— TASKS TO PERFORM —
[1] In the pdfplumber notebook, what suffix is added to a text file's base name when checking whether its dictionary file already exists?
[2] Show every line of the entries that contains the word "white".

— TEXT PROVIDED —
In [1]:
# Run the installation shell script in this section to install the required packages :
# https://github.com/jsvine/pdfplumber for more explanations on how to use pdfplumber

# !pip install pdfplumber
# !pip install nltk

In [2]:
import pdfplumber
import os
import string
import nltk
from nltk.corpus import stopwords
from nltk.stem.wordnet import WordNetLemmatizer
from nltk.stem import RegexpStemmer
from nltk.stem import PorterStemmer
from nltk.corpus import words

In [3]:
# NLTK might require some installations : I may have forget some of them, but each error due to that should 
# advice a specific python statement such as the following to download the components needed. 

# nltk.download('words')

# https://www.sandwichpdf.com/ : get text searchable pdf editer : input a pdf with text under image, and this will transform
# the pdf into text searchable pdf file, to process it with the following scripts

In [4]:
# Use this function to know what is inside the different folders
def update_folder_contents():
    manuals_pdf_folder = os.listdir(os.getcwd()+"/manuals_pdf")
    pdf_files = [f for f in manuals_pdf_folder if f.endswith('.pdf')]
    manuals_txt_folder = os.listdir(os.getcwd()+"/manuals_txt")
    txt_files = [f for f in manuals_txt_folder if f.endswith('.txt')]
    manuals_dict_folder = os.listdir(os.getcwd()+"/manuals_dict")
    dict_files = [f for f in manuals_dict_folder if f.endswith('.txt')]
    return pdf_files,txt_files,dict_files

# Use this function to determine the PDF files that need their text to be extracted or the TXT files that must be transformed into dictionary
def check_new_works():
    pdf_files, txt_files, dict_files = update_folder_contents()
    pdf_to_txt_needed, txt_to_dict_needed = [],[]
    for pdf_file in pdf_files :
         if os.path.splitext(pdf_file)[0]+'.txt' not in txt_files: 
            pdf_to_txt_needed.append(pdf_file)
    for txt_file in txt_files : 
        if os.path.splitext(txt_file)[0]+'_dict.txt' not in dict_files: 
            txt_to_dict_needed.append(txt_file)
    return pdf_to_txt_needed, txt_to_dict_needed


In [5]:
# Convert pdf into into text files 
def pdf_to_txt(filename):
    if os.path.splitext(filename)[0]+'.txt' not in txt_files: 
        with pdfplumber.open('manuals_pdf/'+filename) as pdf:
            text = ""
            for page in pdf.pages:
                if page.extract_text():
                    if text!='':
                        text = text + ' ' + page.extract_text() 
                    else :
                        text = text + page.extract_text()
            if(text==''):
                print("Report problem with pdf : "+pdf_files[i])
            with open('manuals_txt/'+os.path.splitext(filename)[0]+'.txt','w',encoding='utf-8') as filehandle:
                filehandle.write(str(text))
        print("Done : " + str(filename))
    else: 
        print("Already done")


In [6]:
# Clean the txt files files we just created
# Interest list of words
stop = set(stopwords.words('english'))

— DATA PROVIDED —
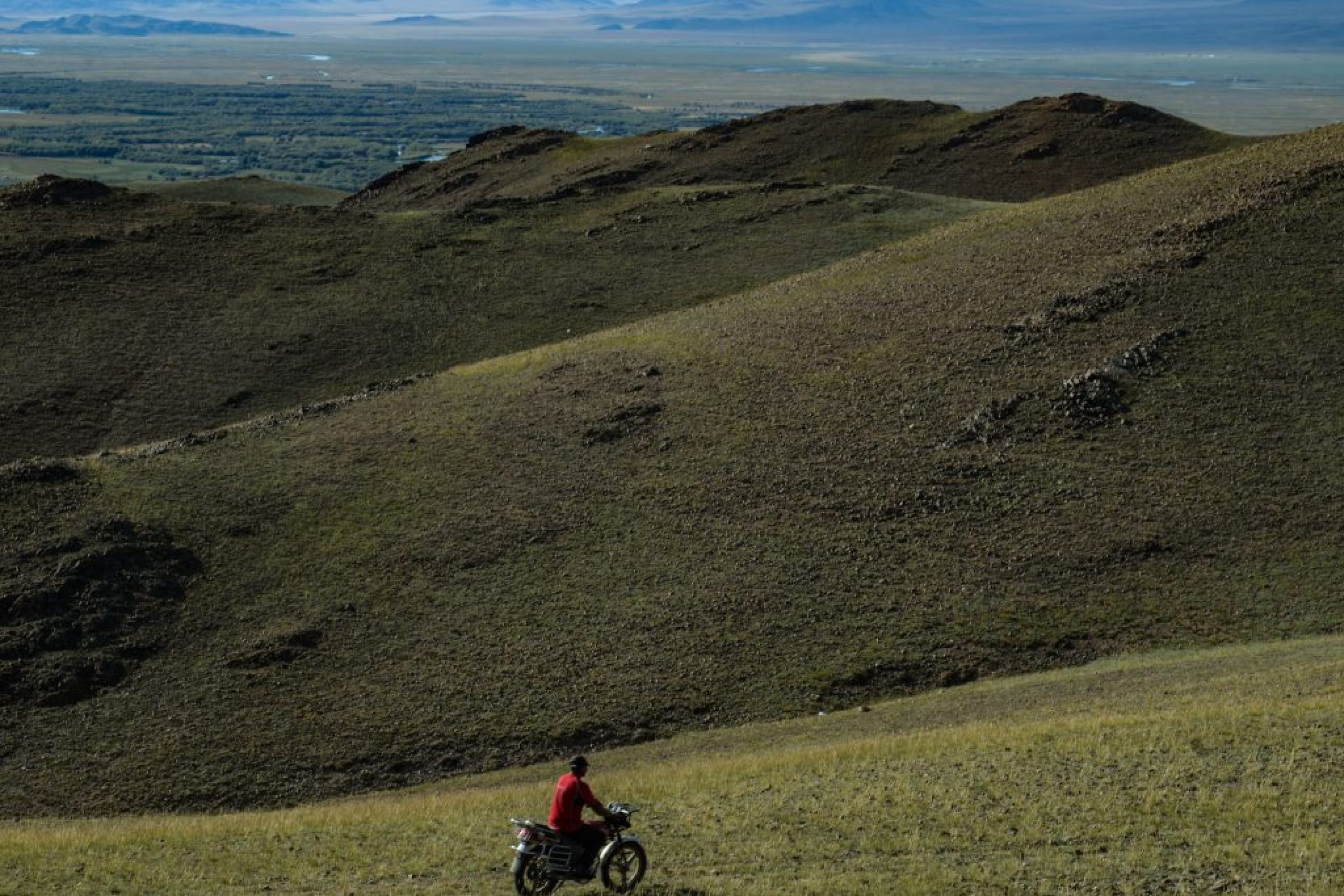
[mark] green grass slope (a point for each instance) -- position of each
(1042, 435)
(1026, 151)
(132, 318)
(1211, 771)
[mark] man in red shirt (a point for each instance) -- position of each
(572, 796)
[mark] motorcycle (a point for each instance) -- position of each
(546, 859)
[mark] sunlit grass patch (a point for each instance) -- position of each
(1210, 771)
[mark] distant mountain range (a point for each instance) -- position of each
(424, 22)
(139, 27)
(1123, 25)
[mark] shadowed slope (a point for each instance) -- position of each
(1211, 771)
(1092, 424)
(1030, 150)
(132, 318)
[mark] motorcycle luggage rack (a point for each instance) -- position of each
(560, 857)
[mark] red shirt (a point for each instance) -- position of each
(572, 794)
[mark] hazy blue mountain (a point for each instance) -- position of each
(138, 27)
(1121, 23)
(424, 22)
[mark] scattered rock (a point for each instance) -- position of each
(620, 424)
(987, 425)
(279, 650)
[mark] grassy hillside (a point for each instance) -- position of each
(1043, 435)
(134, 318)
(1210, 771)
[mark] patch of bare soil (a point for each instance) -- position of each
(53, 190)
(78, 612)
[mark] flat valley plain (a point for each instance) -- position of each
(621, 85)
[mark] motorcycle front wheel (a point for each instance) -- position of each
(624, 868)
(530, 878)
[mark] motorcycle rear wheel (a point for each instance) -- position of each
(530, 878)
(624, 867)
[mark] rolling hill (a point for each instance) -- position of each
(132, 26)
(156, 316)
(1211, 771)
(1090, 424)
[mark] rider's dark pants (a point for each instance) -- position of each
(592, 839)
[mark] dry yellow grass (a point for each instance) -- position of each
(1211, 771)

==

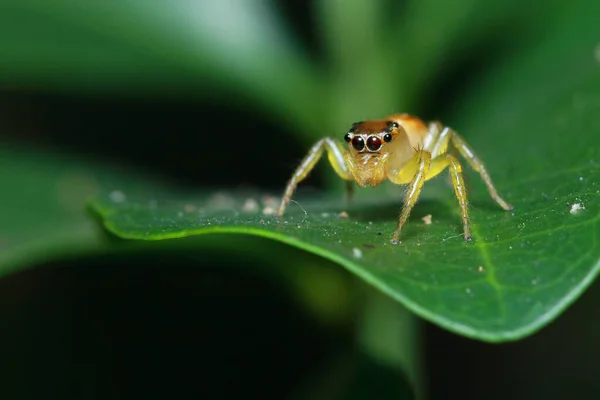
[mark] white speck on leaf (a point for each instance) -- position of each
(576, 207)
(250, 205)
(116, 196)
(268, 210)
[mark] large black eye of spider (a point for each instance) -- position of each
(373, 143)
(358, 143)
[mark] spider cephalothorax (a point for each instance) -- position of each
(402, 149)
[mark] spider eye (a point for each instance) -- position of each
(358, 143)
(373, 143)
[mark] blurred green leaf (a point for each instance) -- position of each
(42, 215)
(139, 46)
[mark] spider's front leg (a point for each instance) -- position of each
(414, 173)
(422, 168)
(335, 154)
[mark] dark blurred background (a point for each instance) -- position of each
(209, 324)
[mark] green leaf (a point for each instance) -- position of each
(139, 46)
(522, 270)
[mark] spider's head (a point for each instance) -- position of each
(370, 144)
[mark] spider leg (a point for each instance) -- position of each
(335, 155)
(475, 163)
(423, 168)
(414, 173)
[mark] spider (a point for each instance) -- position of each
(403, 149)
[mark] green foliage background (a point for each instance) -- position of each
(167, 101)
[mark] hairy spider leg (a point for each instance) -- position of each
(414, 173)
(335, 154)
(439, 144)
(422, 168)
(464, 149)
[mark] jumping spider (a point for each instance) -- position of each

==

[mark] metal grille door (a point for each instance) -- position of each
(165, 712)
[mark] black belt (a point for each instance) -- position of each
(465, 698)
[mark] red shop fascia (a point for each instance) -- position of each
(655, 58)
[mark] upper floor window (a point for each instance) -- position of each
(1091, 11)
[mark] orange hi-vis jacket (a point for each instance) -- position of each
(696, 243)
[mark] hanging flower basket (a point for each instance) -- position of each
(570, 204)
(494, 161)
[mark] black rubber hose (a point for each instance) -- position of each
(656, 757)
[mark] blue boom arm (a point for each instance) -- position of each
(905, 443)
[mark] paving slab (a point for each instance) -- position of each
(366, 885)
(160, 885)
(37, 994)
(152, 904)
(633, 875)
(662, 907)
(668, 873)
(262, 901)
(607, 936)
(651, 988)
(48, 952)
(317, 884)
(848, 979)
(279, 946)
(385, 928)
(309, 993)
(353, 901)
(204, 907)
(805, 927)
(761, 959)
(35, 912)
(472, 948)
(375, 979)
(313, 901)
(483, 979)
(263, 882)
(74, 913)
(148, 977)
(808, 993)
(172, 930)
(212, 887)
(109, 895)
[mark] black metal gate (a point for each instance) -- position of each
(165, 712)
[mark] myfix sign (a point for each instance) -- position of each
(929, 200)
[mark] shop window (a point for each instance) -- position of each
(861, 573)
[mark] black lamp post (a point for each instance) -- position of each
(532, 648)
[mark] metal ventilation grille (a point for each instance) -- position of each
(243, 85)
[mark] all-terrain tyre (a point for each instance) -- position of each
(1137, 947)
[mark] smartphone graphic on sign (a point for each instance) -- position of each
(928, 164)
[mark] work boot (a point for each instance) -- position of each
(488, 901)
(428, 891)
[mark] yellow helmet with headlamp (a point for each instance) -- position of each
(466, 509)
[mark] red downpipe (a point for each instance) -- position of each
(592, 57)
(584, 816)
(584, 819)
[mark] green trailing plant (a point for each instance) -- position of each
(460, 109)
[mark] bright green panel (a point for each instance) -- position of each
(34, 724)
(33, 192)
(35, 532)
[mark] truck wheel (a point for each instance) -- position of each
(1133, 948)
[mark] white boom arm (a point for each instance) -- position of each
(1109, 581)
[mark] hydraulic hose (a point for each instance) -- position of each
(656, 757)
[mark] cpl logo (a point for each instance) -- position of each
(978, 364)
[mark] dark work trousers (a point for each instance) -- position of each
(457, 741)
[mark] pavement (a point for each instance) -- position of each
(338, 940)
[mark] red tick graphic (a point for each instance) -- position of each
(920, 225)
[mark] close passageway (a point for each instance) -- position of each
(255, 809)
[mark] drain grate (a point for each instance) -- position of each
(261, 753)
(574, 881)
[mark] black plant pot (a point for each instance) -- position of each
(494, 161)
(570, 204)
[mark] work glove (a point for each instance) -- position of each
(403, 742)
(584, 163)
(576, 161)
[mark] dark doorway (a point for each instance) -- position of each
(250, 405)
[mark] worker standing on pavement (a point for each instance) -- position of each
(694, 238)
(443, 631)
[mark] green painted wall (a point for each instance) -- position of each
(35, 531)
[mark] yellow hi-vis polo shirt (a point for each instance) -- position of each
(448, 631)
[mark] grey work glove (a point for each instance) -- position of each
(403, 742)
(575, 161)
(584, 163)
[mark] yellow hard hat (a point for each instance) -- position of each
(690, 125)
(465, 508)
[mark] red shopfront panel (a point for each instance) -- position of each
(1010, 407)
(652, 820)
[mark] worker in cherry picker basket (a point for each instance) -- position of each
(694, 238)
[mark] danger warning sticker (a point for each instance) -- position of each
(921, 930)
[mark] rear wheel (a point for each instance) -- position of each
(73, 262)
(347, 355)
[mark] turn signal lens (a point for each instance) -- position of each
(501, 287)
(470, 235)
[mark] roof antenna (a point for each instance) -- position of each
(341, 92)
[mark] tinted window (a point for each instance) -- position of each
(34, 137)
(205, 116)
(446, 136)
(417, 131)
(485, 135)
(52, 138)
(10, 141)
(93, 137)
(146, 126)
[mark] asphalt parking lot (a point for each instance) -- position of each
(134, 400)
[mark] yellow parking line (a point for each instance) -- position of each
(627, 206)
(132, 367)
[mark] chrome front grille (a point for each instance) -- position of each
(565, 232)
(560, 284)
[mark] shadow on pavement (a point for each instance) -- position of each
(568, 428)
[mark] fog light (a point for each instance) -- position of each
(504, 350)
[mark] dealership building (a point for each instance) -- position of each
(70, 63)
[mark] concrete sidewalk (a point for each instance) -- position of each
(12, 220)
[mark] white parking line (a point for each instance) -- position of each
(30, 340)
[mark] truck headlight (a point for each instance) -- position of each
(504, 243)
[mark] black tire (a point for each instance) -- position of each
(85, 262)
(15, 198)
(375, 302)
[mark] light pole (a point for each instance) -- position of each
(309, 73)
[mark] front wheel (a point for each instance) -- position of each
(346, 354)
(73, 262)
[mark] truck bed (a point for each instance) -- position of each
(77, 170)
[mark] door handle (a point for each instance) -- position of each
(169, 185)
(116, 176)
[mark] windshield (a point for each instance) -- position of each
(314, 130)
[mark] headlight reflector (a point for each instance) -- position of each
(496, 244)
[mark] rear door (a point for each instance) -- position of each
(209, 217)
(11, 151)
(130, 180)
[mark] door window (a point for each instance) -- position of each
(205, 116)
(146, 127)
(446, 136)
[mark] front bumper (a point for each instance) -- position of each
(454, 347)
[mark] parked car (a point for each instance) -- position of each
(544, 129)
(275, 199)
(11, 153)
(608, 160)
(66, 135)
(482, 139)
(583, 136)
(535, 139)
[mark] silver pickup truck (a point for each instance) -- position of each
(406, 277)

— ANSWERS PER TASK —
[1] "_dict.txt"

[2]
[mark] white speck on leaf (a point for each instance) -- position of each
[mark] white boom arm (a point for each instance) -- position of each
[mark] white parking line (a point for each instance) -- position of each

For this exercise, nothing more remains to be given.